_Do this_.
Lay out the lines from the one containing "Q: Pick out each instance of the white lower" through the last line as a Markdown table with two columns, No. and Entry, giving each line's row number and its text and leaving out blank lines.

━━━━━ The records

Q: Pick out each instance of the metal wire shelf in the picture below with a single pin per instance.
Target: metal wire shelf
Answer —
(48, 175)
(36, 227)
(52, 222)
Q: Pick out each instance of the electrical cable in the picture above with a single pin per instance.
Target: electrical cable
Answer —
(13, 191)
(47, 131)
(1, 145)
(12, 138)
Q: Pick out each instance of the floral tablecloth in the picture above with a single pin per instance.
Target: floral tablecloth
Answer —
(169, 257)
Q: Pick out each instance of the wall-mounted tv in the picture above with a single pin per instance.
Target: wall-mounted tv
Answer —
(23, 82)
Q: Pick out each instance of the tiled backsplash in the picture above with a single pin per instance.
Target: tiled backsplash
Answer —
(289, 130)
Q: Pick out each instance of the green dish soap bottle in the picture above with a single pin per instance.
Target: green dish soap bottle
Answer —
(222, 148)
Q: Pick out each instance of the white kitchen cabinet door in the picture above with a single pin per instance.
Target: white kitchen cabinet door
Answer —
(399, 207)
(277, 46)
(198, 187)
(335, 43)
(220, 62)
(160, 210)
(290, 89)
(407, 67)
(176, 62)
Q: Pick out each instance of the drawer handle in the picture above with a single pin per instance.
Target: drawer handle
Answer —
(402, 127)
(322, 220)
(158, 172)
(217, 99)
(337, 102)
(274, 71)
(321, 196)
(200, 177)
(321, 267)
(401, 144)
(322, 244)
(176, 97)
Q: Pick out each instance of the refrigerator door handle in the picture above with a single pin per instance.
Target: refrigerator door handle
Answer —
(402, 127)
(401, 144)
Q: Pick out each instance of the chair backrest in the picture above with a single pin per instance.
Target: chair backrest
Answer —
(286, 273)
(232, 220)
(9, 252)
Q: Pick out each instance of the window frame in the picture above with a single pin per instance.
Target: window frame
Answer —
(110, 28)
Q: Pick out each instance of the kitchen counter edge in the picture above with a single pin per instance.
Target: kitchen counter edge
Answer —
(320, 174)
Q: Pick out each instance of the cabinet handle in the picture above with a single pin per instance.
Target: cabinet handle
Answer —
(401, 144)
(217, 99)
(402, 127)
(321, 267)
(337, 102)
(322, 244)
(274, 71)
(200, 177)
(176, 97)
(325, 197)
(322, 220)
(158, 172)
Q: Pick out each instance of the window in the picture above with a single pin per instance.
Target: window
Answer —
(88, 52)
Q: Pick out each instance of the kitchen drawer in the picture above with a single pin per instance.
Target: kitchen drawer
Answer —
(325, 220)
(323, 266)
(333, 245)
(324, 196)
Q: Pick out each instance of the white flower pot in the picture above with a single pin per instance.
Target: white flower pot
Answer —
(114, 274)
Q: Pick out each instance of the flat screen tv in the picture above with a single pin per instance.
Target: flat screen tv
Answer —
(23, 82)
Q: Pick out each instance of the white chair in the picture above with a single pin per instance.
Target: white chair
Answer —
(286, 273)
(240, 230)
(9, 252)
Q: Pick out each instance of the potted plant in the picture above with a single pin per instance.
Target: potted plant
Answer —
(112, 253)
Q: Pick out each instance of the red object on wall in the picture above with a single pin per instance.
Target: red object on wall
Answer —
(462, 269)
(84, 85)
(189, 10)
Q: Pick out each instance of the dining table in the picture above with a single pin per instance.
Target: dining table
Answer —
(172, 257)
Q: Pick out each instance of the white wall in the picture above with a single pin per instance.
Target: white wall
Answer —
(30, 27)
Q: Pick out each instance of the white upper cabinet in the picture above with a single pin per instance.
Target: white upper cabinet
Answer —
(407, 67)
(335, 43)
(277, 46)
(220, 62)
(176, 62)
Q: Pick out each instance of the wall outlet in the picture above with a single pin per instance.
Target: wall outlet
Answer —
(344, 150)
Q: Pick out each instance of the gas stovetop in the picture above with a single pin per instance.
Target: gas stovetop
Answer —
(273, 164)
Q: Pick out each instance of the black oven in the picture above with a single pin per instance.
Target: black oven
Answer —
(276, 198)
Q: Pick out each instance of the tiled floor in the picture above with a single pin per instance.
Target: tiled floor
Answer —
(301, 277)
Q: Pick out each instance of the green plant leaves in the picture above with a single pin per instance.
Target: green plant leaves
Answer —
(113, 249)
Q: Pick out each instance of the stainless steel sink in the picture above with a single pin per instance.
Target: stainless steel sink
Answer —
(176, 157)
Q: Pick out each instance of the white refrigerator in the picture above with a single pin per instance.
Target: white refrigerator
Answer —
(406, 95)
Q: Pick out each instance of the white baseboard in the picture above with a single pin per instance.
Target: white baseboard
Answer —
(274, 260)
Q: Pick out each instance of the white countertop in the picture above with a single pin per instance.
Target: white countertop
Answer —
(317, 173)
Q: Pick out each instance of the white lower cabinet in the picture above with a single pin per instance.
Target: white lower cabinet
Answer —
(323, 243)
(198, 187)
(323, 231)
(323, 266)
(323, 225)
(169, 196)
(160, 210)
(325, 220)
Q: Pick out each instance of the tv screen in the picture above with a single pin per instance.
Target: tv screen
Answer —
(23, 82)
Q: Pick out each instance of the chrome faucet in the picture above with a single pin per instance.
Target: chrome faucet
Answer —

━━━━━━━━━━

_Exercise output_.
| No. | Entry |
|---|---|
| 1 | Q: Pick out each instance of the white lower cabinet in the picture above with a single pin per instance. |
| 2 | Target: white lower cabinet |
| 3 | Answer — |
| 4 | (323, 243) |
| 5 | (198, 187) |
| 6 | (323, 231) |
| 7 | (323, 266) |
| 8 | (323, 225) |
| 9 | (169, 196) |
| 10 | (160, 210) |
| 11 | (325, 220) |
| 12 | Q: Pick out each instance of the tv screen in the picture above with a single pin per instance. |
| 13 | Target: tv screen |
| 14 | Answer — |
| 15 | (23, 82) |
| 16 | Q: Pick out each instance of the chrome faucet in the picture above with a single pin per instance. |
| 17 | Target: chrome faucet |
| 18 | Answer — |